= The task =
In the text on marketing VR compared with food stalls, repeat word for word the part that opens with the words containing "Why Marketing a" and closes with "classroom taught them.".

= Selection =
New technology does not sell itself. But once someone experiences it, they become your best marketer. I watched this happen in real time.
Why Marketing a New Idea Is Harder Than Marketing Food
The food stalls had it easier in one way--people already knew what they wanted. A mojito stall? People understood mojitos. They lined up, they bought, they left happy. The mojito team actually made real profit. The French fries stall made even more. But the VR team had to explain what VR was, convince someone it was worth their money, and then hope they enjoyed the experience enough to recommend it to others. That is a much longer sales cycle. I talked to the VR team near the end of the event, and they told me they were learning something new every single hour. One minute they were adjusting the headset fit, the next they were explaining the game mechanics to someone who had never held a controller before. That is not something any classroom taught them.

= Given information =
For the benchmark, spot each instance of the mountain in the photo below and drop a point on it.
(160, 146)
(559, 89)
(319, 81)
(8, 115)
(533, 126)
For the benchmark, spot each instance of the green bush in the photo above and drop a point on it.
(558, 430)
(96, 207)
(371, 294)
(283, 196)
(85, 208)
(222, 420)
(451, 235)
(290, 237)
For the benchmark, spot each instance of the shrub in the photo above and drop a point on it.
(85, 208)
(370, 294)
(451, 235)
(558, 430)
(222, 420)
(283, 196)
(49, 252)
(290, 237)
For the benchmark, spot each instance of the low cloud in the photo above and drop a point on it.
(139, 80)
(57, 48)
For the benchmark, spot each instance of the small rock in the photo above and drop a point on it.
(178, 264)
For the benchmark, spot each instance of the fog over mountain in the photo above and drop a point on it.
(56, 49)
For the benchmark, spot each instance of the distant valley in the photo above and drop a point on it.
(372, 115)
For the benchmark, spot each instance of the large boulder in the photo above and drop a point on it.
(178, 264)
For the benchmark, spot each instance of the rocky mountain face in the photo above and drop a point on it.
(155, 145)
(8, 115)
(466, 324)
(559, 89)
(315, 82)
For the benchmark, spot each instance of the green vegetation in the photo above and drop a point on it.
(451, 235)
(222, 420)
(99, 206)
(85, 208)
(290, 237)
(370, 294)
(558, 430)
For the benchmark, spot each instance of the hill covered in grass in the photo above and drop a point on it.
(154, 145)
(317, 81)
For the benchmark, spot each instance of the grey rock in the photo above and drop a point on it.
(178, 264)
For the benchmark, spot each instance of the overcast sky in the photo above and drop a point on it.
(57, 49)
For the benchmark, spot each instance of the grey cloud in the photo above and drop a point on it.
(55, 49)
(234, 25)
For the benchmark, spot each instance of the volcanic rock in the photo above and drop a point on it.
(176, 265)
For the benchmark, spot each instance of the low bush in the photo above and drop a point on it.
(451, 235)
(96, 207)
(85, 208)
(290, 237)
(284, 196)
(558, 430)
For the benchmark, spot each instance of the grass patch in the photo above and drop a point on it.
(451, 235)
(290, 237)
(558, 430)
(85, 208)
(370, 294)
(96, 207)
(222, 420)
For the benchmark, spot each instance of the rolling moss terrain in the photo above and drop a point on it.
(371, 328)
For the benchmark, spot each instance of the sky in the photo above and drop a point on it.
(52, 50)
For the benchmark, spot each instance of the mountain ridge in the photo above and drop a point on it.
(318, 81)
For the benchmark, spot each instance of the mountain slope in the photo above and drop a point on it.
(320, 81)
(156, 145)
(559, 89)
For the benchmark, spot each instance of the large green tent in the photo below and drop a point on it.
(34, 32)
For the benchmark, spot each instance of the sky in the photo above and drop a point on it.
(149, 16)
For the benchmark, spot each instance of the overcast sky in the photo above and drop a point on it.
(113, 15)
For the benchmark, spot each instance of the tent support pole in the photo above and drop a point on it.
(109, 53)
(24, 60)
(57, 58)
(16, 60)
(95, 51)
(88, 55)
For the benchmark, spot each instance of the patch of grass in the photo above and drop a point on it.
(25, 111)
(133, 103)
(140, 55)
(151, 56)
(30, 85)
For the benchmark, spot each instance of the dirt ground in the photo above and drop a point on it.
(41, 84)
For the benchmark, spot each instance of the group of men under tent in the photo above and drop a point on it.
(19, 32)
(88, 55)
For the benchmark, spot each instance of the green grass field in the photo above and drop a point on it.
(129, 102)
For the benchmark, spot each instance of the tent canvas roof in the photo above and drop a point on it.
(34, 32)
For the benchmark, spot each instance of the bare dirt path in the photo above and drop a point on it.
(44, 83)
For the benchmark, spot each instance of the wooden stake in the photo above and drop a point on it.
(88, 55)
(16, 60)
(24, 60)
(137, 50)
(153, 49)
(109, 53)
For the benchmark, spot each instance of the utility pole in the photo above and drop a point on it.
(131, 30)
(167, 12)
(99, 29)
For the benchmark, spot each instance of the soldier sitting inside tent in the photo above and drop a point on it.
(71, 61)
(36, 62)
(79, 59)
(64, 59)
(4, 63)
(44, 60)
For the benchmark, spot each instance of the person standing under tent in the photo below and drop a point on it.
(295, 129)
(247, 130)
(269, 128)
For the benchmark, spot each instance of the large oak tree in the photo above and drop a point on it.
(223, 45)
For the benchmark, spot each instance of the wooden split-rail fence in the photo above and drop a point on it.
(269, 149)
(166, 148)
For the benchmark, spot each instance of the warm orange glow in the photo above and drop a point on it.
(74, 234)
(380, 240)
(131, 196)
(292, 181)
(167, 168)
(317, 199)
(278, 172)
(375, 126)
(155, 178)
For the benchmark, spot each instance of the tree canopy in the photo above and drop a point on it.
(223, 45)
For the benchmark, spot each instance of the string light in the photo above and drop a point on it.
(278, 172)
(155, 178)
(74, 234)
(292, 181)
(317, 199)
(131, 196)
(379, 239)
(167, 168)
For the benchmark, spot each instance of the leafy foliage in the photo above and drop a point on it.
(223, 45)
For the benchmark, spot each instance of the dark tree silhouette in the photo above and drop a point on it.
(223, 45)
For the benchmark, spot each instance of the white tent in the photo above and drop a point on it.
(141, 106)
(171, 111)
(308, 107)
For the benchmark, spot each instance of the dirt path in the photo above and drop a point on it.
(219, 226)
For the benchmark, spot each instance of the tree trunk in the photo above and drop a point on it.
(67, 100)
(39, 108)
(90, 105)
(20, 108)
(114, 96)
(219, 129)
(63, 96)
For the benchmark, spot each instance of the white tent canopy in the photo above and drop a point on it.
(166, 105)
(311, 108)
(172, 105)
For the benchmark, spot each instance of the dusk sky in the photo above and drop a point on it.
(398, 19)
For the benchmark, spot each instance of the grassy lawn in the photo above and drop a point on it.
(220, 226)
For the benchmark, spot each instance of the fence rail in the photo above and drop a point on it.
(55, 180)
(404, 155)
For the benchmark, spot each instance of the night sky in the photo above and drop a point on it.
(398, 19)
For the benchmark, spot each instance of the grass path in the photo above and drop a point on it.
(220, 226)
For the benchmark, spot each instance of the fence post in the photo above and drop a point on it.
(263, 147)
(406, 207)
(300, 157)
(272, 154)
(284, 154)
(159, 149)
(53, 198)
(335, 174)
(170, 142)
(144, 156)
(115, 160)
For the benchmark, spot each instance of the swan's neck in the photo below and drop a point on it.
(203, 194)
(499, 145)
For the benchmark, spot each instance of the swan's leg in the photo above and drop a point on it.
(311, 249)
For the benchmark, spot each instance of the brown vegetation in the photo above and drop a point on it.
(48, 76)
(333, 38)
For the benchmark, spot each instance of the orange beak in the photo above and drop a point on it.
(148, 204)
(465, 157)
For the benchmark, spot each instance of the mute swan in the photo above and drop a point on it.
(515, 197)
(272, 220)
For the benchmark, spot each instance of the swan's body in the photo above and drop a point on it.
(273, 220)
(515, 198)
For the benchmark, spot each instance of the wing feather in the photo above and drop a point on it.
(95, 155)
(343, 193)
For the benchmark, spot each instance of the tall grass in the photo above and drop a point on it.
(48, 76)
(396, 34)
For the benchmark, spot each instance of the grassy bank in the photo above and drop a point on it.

= Expected answer =
Why Marketing a New Idea Is Harder Than Marketing Food
The food stalls had it easier in one way--people already knew what they wanted. A mojito stall? People understood mojitos. They lined up, they bought, they left happy. The mojito team actually made real profit. The French fries stall made even more. But the VR team had to explain what VR was, convince someone it was worth their money, and then hope they enjoyed the experience enough to recommend it to others. That is a much longer sales cycle. I talked to the VR team near the end of the event, and they told me they were learning something new every single hour. One minute they were adjusting the headset fit, the next they were explaining the game mechanics to someone who had never held a controller before. That is not something any classroom taught them.